Es en esas circunstancias que el concepto de mayorías y minorías para determinar ciertas acciones de Gobierno en los Estados democráticos adquiere su mayor dimensión operativa en la medida que, de una parte, elecciones binarias impiden medir matices, amenazando con diagnósticos erróneos sobre las sensibilidades sociales en juego, algo que, sin embargo, se evita con discusiones razonadas de expertos y conocedores de los temas a evaluar, cuestión que pone límites a la validez, justicia e incluso conveniencia democrática del método participativo-electoral para todo tiempo y lugar. Aunque, como contracara de la misma moneda, el juego de mayorías y minorías posibilita que, si sectores minoritarios buscan cerrar caminos de convergencia, aprovechando circunstancias que potencian sus fuerzas, la más posible aproximación de mayorías moderadas de distintas extracciones ideológicas, pueden evitar el choque estimulado por el enervamiento de posiciones más extremas frente a otras hiper conservadoras.

La toma de decisiones políticas y administrativas de las autoridades democráticas a través de mayorías no es -ni ha sido nunca- la única forma de gestionar diferencias y, por el contrario, las mayorías electorales sirven a la política más como un modo de auscultar estados de ánimo y maduración de la sociedad respecto de circunstancias y hechos que les empecen que para administrar cambios prácticos. Estos, por su complejidad, habitualmente exigen de largas negociaciones sin que ello implique menoscabo de la opinión ciudadana que es la que al final concurre a la aprobación o no de la negociación realizada. Es decir, una administración madura y eficiente no requiere de cambios constitucionales profundos para llevar a cabo su programa, que no sea por objetivos estratégicos de desplazamiento del poder político de otros sectores a los que éste ha declarado una guerra o enemistad perpetua.

Desde luego, la crítica de derecha y de centro al Gobierno actual ha sido justamente porque la administración prácticamente ha desperdiciado sus primeros seis meses, a la espera de tener una suerte de “constitución a la carta” que les permitiera avanzar en los aspectos más revolucionarios de su programa. Es probable que esa inacción respecto de exigencias más urgentes de la ciudadanía sea también parte del porcentaje de rechazo que la gente propinó al proyecto convencional y al Gobierno como castigo, aun cuando, eventualmente, haya entre aquellos oficialistas “desilusionados” con la “tibieza” e incumplimiento de compromisos del mandatario como acusara el alcalde comunista Daniel Jadue.

Es decir, entusiasmarse -como parece estarlo una serie de senadores independientes RN- con el hecho que un 62% de chilenos rechazaron la constitución convencional y especular con un rediseño que busque disminuir la participación ciudadana, congelar la continuidad del proceso constitucional, reemplazando un mecanismo perfeccionado de convención con participación de género, pueblos originarios, regiones e independientes, por una comisión tecnocrática de expertos, podría ser atractivo a la razón, pero muy mala idea política y, lo que es peor, una muestra de injustificada desconfianza con sectores populares que, al revés, han mostrado en el reciente plebiscito una madurez que sorprendió al mundo.

Tarea 1
Reescribe todas las líneas de los registros como una tabla Markdown con las columnas «N.º» y «Línea», una fila numerada por línea y sin las líneas en blanco.

Registros proporcionados
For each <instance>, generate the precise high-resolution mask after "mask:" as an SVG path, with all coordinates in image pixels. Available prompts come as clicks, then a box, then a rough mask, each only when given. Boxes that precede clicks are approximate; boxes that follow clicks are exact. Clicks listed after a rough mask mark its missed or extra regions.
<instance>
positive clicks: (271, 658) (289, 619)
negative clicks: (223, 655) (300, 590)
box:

Tarea 2
Copia del texto proporcionado el fragmento que va desde "La toma de decisiones" hasta "o enemistad perpetua.".

Solución del ejercicio 1
| N.º | Línea |
|---|---|
| 1 | For each <instance>, generate the precise high-resolution mask after "mask:" as an SVG path, with all coordinates in image pixels. Available prompts come as clicks, then a box, then a rough mask, each only when given. Boxes that precede clicks are approximate; boxes that follow clicks are exact. Clicks listed after a rough mask mark its missed or extra regions. |
| 2 | <instance> |
| 3 | positive clicks: (271, 658) (289, 619) |
| 4 | negative clicks: (223, 655) (300, 590) |
| 5 | box: |

Solución del ejercicio 2
La toma de decisiones políticas y administrativas de las autoridades democráticas a través de mayorías no es -ni ha sido nunca- la única forma de gestionar diferencias y, por el contrario, las mayorías electorales sirven a la política más como un modo de auscultar estados de ánimo y maduración de la sociedad respecto de circunstancias y hechos que les empecen que para administrar cambios prácticos. Estos, por su complejidad, habitualmente exigen de largas negociaciones sin que ello implique menoscabo de la opinión ciudadana que es la que al final concurre a la aprobación o no de la negociación realizada. Es decir, una administración madura y eficiente no requiere de cambios constitucionales profundos para llevar a cabo su programa, que no sea por objetivos estratégicos de desplazamiento del poder político de otros sectores a los que éste ha declarado una guerra o enemistad perpetua.